*What to do:* Each line of the listing that contains "flower" should be found and copied.

*Task data:*
----------------
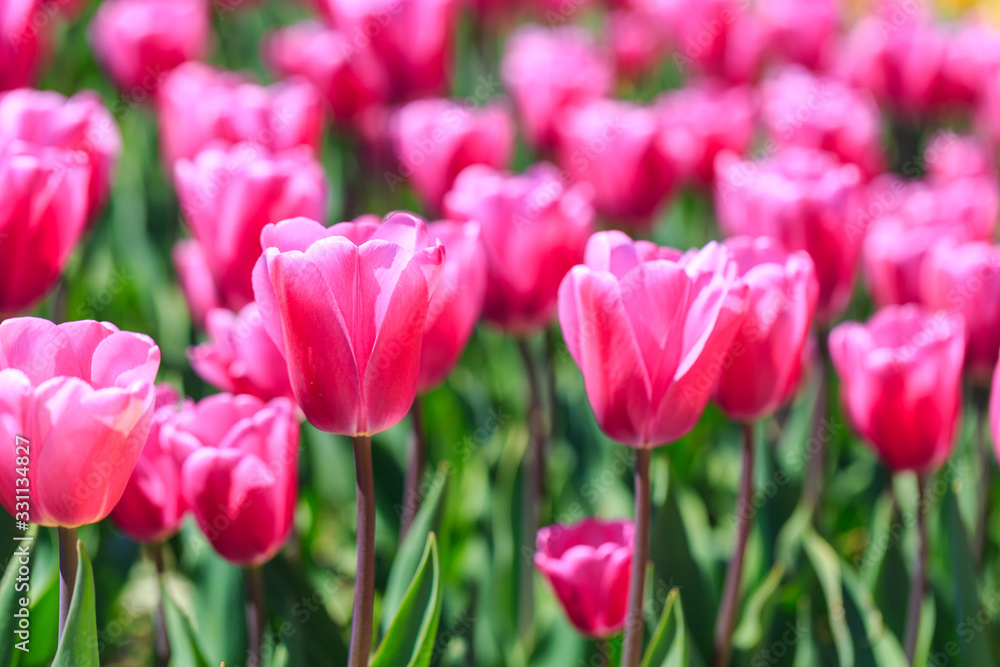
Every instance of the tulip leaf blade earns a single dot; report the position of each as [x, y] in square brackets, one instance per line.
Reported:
[409, 642]
[79, 640]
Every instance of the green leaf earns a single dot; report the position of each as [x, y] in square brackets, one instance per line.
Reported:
[410, 639]
[79, 639]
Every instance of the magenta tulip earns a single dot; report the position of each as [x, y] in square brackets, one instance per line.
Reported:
[764, 363]
[649, 329]
[349, 318]
[901, 383]
[82, 395]
[588, 564]
[534, 230]
[138, 42]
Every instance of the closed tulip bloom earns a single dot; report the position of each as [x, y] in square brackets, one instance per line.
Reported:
[436, 139]
[227, 197]
[806, 200]
[650, 329]
[43, 213]
[239, 475]
[81, 394]
[534, 229]
[200, 106]
[547, 71]
[349, 317]
[239, 357]
[615, 146]
[765, 361]
[588, 564]
[139, 41]
[965, 278]
[901, 383]
[152, 507]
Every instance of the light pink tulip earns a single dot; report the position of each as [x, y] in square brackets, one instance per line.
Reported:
[650, 329]
[349, 317]
[588, 564]
[901, 383]
[82, 395]
[534, 229]
[764, 363]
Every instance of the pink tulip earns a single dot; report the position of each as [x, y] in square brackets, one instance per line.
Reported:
[615, 146]
[547, 71]
[352, 80]
[199, 106]
[239, 357]
[650, 329]
[805, 200]
[227, 197]
[965, 278]
[138, 42]
[349, 318]
[239, 475]
[80, 123]
[765, 361]
[699, 122]
[43, 213]
[800, 108]
[152, 506]
[82, 395]
[901, 383]
[434, 140]
[534, 230]
[588, 564]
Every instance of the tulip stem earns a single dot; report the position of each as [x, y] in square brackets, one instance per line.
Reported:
[731, 590]
[68, 562]
[919, 574]
[634, 625]
[364, 583]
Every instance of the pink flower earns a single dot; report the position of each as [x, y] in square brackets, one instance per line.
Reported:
[349, 317]
[80, 123]
[901, 383]
[650, 329]
[139, 41]
[239, 475]
[227, 197]
[615, 147]
[588, 564]
[547, 71]
[805, 200]
[43, 212]
[965, 278]
[200, 106]
[800, 108]
[352, 80]
[152, 506]
[534, 229]
[82, 395]
[765, 361]
[436, 139]
[239, 357]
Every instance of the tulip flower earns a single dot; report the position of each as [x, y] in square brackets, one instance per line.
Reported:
[43, 212]
[239, 357]
[138, 42]
[807, 201]
[534, 229]
[200, 106]
[615, 147]
[78, 124]
[227, 197]
[434, 140]
[547, 71]
[588, 565]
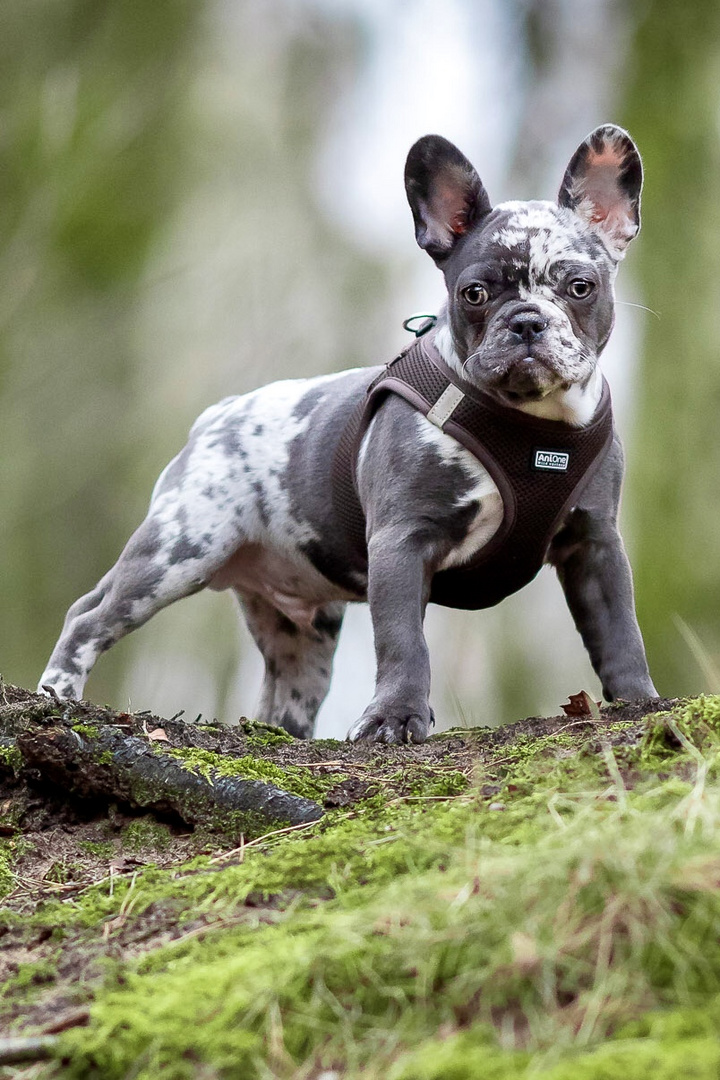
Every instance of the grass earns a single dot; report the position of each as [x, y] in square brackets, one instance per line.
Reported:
[565, 927]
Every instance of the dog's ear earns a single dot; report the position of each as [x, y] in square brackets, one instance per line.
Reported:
[445, 192]
[602, 185]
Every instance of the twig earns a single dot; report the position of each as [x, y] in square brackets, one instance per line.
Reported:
[260, 839]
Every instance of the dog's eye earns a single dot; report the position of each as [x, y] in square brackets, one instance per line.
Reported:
[475, 294]
[580, 288]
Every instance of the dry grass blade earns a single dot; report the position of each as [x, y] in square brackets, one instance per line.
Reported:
[700, 653]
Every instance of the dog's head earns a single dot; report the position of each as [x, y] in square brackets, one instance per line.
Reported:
[529, 283]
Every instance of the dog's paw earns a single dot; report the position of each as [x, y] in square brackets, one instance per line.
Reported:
[375, 727]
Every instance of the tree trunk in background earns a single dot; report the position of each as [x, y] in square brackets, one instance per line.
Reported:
[673, 495]
[89, 152]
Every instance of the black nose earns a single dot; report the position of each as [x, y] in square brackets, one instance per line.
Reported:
[527, 325]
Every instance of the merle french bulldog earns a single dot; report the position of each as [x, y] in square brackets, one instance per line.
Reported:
[260, 499]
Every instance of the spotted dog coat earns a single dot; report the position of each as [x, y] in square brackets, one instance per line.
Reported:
[245, 505]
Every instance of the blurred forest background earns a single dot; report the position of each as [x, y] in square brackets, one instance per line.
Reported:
[198, 197]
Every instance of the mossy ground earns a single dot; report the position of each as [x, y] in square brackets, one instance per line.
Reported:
[538, 901]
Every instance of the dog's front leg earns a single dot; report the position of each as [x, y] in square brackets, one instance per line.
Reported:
[398, 585]
[596, 577]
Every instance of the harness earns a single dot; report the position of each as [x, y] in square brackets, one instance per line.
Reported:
[540, 468]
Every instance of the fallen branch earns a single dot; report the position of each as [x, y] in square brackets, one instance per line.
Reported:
[119, 766]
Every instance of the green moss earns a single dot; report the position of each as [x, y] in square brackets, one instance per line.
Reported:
[7, 859]
[10, 757]
[696, 723]
[430, 937]
[261, 736]
[99, 849]
[296, 780]
[29, 976]
[89, 730]
[453, 927]
[144, 834]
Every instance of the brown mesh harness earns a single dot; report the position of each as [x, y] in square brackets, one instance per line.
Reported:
[540, 468]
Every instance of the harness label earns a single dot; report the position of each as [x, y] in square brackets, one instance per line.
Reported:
[553, 460]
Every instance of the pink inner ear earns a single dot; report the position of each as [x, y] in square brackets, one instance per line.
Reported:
[459, 223]
[450, 203]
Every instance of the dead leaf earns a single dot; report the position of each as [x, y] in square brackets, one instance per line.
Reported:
[582, 704]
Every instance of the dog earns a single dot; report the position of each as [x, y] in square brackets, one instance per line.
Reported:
[247, 504]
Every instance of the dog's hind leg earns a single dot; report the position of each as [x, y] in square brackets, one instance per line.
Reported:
[298, 662]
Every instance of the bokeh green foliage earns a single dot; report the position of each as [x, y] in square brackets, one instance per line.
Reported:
[90, 145]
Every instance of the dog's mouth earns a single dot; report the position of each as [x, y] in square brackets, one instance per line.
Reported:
[527, 379]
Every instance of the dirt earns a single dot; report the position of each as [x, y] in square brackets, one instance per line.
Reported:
[62, 844]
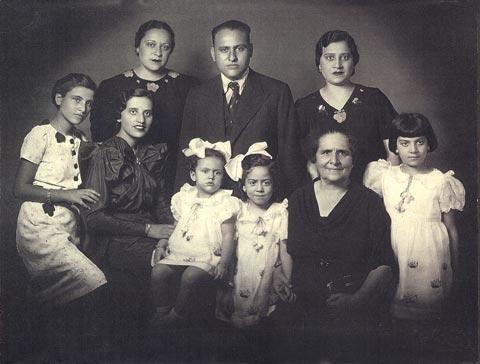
----------------
*Task output:*
Every instance of the pink flower earns a single dot; report the position of each as [x, y] in square brackets, one instance per line.
Every instance of the tulip flower earns a single dot; report the position of each as [x, y] in square brackets, one instance per line.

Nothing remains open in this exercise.